[Start of Attachment]
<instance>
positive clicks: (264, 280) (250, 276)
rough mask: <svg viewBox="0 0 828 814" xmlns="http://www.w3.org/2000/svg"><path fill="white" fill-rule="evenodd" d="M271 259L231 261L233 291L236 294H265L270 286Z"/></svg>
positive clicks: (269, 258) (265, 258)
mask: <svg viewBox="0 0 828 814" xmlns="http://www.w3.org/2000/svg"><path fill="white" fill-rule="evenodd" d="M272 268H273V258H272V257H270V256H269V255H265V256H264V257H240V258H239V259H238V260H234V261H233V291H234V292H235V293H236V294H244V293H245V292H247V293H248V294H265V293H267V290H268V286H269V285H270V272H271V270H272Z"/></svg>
[End of Attachment]
=== REQUIRED WORK ===
Reproduce the data verbatim, starting at its first line and ending at the line that contains "positive clicks: (269, 258) (265, 258)". Include both of those lines.

=== ANSWER AREA ===
<instance>
positive clicks: (264, 280) (250, 276)
rough mask: <svg viewBox="0 0 828 814" xmlns="http://www.w3.org/2000/svg"><path fill="white" fill-rule="evenodd" d="M271 259L231 261L233 291L236 294H265L270 286Z"/></svg>
positive clicks: (269, 258) (265, 258)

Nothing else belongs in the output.